(Task data)
*** Begin section ***

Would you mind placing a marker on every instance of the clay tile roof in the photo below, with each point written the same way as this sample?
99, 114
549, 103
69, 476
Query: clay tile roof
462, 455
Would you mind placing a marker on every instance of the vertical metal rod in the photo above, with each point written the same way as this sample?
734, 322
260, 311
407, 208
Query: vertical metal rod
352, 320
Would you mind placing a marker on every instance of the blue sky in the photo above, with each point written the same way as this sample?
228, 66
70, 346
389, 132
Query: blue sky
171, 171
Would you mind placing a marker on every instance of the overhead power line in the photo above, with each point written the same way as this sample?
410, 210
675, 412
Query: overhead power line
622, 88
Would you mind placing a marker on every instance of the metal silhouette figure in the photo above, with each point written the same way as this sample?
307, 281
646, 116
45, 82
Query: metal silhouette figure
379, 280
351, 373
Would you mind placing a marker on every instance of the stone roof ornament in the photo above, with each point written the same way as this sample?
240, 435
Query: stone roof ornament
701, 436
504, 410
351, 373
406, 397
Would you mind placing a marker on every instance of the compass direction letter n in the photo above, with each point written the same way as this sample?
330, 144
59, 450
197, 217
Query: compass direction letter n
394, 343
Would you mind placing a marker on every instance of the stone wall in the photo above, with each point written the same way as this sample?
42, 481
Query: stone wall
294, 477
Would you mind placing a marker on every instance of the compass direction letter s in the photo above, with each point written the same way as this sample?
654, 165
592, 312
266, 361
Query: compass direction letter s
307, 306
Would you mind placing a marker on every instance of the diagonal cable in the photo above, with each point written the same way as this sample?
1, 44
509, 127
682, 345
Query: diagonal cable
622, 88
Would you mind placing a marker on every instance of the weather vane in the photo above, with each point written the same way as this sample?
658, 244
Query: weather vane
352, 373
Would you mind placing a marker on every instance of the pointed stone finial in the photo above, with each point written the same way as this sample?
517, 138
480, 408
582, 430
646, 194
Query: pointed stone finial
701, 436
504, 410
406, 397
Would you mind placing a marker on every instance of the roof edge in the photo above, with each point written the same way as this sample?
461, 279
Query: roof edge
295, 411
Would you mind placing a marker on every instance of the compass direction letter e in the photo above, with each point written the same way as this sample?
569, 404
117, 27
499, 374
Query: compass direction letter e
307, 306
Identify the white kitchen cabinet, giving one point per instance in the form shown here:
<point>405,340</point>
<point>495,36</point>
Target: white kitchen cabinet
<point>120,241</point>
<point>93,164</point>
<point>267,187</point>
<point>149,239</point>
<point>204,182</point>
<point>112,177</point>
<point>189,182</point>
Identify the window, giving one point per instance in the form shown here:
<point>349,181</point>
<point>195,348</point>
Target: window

*** End section ***

(Problem to solve)
Go through the material and select each line with the string "giving" in it.

(Exercise solution)
Identify the white kitchen cabinet, giving one point per instance in the form shown here:
Identify the window, giving one point per instance in the form shown here:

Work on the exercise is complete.